Give back the data in full. Leave nothing out.

#####

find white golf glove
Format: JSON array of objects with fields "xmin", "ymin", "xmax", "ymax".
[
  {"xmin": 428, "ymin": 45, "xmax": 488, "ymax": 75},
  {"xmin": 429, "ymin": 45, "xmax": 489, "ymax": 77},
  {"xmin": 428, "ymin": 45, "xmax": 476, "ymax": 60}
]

#####

- **Finished exercise**
find white golf glove
Format: JSON array of objects with fields "xmin", "ymin", "xmax", "ymax".
[
  {"xmin": 428, "ymin": 45, "xmax": 488, "ymax": 75},
  {"xmin": 429, "ymin": 45, "xmax": 489, "ymax": 77},
  {"xmin": 428, "ymin": 45, "xmax": 476, "ymax": 60}
]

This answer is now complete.